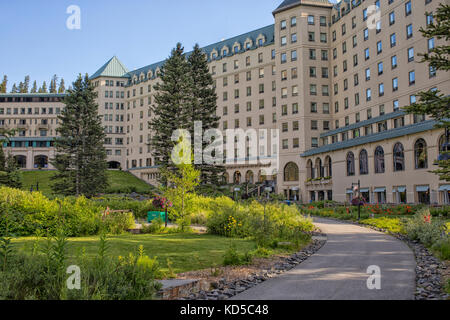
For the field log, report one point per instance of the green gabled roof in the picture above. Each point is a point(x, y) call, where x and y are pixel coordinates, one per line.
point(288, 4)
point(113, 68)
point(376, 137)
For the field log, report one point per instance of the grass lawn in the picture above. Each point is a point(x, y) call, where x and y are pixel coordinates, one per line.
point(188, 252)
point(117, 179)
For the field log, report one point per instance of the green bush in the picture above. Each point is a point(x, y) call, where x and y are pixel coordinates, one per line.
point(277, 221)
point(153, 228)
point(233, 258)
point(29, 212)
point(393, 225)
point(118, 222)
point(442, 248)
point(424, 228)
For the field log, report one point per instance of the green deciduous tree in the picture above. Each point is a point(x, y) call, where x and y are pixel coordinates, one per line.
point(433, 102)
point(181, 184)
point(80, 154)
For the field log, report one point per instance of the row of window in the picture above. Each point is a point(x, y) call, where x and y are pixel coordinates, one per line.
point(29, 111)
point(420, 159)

━━━━━━━━━━

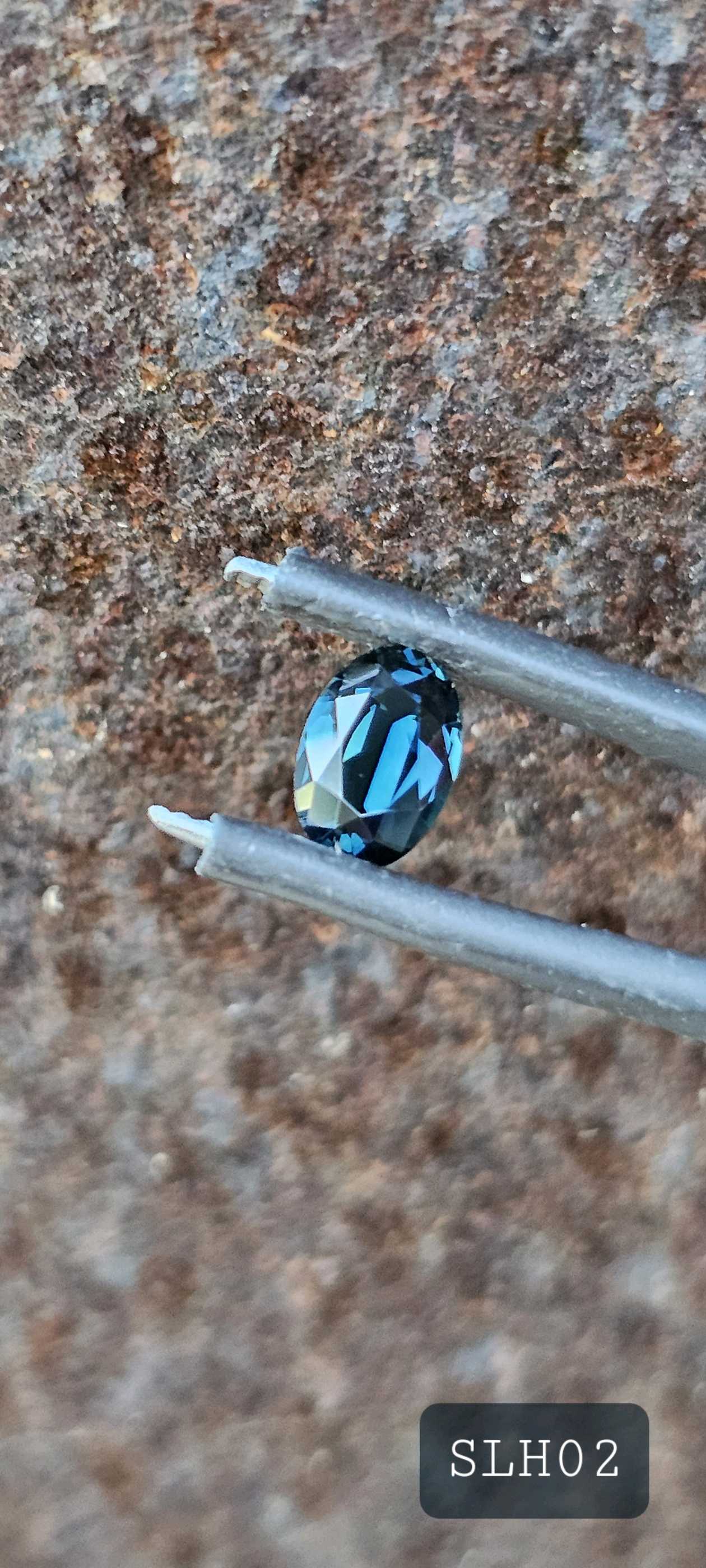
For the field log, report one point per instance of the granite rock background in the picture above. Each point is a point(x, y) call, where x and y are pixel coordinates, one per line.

━━━━━━━━━━

Exercise requirements:
Reproduce the items from the line containing "the green gabled" up to and including the line containing "point(80, 154)", with "field log" changed to "survey notes" and nothing else altered.

Finished task:
For the survey notes, report one point per instance of the green gabled roof in the picture above. Each point is a point(x, y) call, where x and y are pixel coordinates, one per line.
point(288, 4)
point(113, 68)
point(376, 137)
For the survey notes, report one point per instance of the grass lawn in the picture above. Each point is a point(x, y) call, where x and y are pixel coordinates, one per line.
point(188, 252)
point(117, 179)
For the survey notes, report one point per instance of the green bush in the picture above. Each point is a point(x, y) call, where x and y are pixel coordinates, one per line.
point(277, 221)
point(153, 228)
point(233, 258)
point(29, 212)
point(393, 225)
point(118, 222)
point(442, 248)
point(424, 228)
For the survey notes, report one point per instance of the green deciduous tree in the picture above. Each point is a point(x, y) call, where x and y are pixel coordinates, one per line.
point(433, 102)
point(181, 184)
point(80, 154)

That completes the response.